Task inputs —
---

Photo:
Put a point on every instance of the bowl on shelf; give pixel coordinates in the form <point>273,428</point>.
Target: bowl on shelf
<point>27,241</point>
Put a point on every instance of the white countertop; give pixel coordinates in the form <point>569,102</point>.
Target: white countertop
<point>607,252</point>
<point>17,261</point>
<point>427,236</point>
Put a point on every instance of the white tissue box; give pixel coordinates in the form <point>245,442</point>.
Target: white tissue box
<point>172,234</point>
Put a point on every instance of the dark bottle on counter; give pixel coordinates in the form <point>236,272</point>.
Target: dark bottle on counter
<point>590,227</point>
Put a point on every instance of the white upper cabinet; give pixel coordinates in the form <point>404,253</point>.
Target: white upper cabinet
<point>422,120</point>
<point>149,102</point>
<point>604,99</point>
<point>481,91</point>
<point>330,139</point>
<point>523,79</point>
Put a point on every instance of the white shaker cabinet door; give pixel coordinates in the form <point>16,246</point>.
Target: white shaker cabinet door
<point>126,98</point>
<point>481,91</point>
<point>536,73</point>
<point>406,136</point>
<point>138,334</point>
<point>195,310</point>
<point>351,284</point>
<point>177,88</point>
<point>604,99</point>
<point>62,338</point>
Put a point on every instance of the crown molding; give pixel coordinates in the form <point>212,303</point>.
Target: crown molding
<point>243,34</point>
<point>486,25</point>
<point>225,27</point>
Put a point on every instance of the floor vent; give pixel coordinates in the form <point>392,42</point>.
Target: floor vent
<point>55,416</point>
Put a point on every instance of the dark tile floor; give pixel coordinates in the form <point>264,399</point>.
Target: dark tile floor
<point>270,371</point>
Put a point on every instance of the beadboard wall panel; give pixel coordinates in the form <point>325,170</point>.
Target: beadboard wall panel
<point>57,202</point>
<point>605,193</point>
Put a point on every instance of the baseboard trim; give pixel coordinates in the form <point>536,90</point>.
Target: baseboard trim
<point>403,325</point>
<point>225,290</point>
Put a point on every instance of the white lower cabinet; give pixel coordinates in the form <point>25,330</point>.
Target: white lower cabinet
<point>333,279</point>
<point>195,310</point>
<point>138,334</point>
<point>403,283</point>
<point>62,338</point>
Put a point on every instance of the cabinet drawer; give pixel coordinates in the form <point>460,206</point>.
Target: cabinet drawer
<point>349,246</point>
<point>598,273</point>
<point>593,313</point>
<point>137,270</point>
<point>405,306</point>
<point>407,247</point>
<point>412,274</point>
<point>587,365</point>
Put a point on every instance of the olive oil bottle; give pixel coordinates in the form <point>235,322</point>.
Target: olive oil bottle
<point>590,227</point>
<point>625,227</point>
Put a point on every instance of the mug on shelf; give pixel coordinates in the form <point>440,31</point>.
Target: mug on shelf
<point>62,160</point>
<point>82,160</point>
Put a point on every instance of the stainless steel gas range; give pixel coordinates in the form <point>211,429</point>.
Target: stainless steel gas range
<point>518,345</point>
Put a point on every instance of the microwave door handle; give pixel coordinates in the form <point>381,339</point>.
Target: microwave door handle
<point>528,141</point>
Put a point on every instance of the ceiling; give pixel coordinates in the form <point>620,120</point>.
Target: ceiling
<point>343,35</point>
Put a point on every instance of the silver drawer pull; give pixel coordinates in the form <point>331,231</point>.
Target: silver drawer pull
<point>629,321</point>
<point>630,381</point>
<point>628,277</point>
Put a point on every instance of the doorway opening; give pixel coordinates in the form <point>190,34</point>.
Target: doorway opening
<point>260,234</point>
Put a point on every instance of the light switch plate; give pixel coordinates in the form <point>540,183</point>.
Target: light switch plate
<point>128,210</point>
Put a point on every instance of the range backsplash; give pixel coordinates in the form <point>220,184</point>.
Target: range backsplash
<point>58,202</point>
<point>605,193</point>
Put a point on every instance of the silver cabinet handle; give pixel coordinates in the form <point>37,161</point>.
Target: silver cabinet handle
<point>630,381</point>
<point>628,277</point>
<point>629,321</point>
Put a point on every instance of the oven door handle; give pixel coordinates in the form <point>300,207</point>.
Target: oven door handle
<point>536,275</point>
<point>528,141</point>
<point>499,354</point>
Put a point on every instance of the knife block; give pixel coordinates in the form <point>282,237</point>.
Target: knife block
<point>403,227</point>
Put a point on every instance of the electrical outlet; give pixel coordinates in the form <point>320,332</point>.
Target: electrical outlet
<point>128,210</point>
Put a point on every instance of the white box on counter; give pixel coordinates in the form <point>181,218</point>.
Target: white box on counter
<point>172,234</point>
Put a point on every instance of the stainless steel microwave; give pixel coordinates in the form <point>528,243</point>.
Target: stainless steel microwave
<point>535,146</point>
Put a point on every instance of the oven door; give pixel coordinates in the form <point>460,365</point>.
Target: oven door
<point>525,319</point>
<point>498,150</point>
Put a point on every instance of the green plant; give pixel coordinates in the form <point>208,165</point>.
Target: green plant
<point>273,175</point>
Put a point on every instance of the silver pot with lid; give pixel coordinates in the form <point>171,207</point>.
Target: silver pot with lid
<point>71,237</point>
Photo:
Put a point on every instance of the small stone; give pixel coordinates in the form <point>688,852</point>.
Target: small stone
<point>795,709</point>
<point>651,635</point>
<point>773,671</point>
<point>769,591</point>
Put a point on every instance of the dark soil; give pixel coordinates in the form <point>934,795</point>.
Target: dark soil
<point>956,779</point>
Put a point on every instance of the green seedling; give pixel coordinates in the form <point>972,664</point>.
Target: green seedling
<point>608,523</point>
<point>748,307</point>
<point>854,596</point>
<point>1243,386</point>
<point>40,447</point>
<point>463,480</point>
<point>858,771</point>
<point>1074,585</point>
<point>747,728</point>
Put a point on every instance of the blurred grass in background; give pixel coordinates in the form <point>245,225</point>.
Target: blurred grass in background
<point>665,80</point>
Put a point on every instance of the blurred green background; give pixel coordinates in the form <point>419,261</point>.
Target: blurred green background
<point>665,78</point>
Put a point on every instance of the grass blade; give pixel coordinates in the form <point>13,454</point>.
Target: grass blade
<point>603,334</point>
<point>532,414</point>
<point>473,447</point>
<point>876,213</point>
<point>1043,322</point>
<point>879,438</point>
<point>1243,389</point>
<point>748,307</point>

---

To be done — Switch "drawer" to "door" in the lines between the one holding "Put a point on every instance of the white lower" and the one holding "<point>625,227</point>", inclusive, and give those lines again with nothing else changed.

Task output —
Put a point on every instance of the white lower cabinet; give pixel coordinates in the form <point>25,330</point>.
Target: white lower cabinet
<point>333,279</point>
<point>195,310</point>
<point>138,334</point>
<point>403,283</point>
<point>62,338</point>
Put a point on every instance of the cabinet door; give pixel coordinates in the form <point>460,206</point>.
Target: cabinet door
<point>349,246</point>
<point>598,273</point>
<point>593,313</point>
<point>137,270</point>
<point>405,306</point>
<point>407,247</point>
<point>412,274</point>
<point>587,365</point>
Put a point on every instance of the olive oil bottle; give pixel coordinates in the form <point>235,322</point>.
Target: olive oil bottle
<point>590,227</point>
<point>625,227</point>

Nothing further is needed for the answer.